### Required work
Reproduce the passage of the market commentary below verbatim, starting at "Financials ETF XLF" and ending at "short term channel.".

### Text section
# # # # # # #
The Vibe: A quick, and I mean quick weekly or even bi-weekly rundown of the things Sean Emory is seeing in the market RIGHT NOW. An emphasis on broad markets, single equities, and anything in between. It’s low key good.
The Details:
Investor sentiment picked up dramatically following the Trump victory in November. The market rewarded US everything, as the broad S&P 500 (NYSEARCA:SPY) is well off the November lows, including many of the highest regulated sectors such as Financials. However, as more and more investors have gone on air suggesting to buy small caps, the US dollar, stay only in the US, and sell bonds (NASDAQ:TLT), the opposite is starting to occur. I think being the contrarian here is the most prudent think to do, however pick your spots.
Investor Sentiment
Following the crowd can be dangerous, and post the elections the crowd was very bullish. I think the bullishness is warranted to some degree, but we may be seeing some pressure. Below is the bull to bear ratio from AAII investor sentiment as of last week. The ratio reached the mid 2’s and still remains above 1.
Financials ETF XLF
The Financial sector saw some of the biggest gains in the market. Again this euphoria was primarily driven by higher yields and hope for de-regulation of the sector. No question both of those are great for the sector, however it will take time, and some will win more than others. Looking at the chart we started to see some sideways action, this is healthy after a strong rally, however the decline in momentum is noticeable, and price is starting to move below its short term channel.
# # # # # # #
### Excerpted records

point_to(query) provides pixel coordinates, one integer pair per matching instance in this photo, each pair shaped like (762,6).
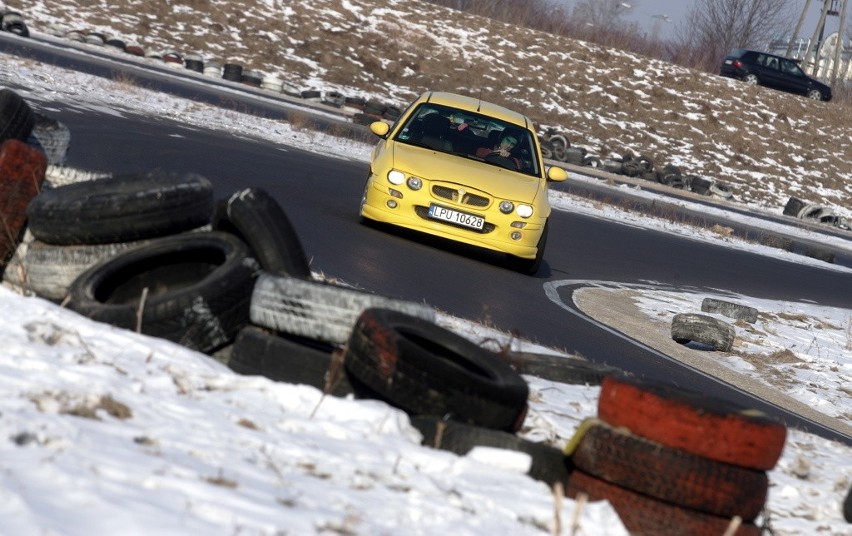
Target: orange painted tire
# # # # # # #
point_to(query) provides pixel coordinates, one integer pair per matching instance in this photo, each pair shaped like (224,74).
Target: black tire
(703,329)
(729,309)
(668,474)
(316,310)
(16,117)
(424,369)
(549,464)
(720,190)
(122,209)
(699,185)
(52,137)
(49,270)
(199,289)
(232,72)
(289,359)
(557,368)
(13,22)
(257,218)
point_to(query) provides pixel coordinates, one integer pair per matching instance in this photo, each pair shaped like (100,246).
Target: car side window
# # # # # # #
### Final result
Financials ETF XLF
The Financial sector saw some of the biggest gains in the market. Again this euphoria was primarily driven by higher yields and hope for de-regulation of the sector. No question both of those are great for the sector, however it will take time, and some will win more than others. Looking at the chart we started to see some sideways action, this is healthy after a strong rally, however the decline in momentum is noticeable, and price is starting to move below its short term channel.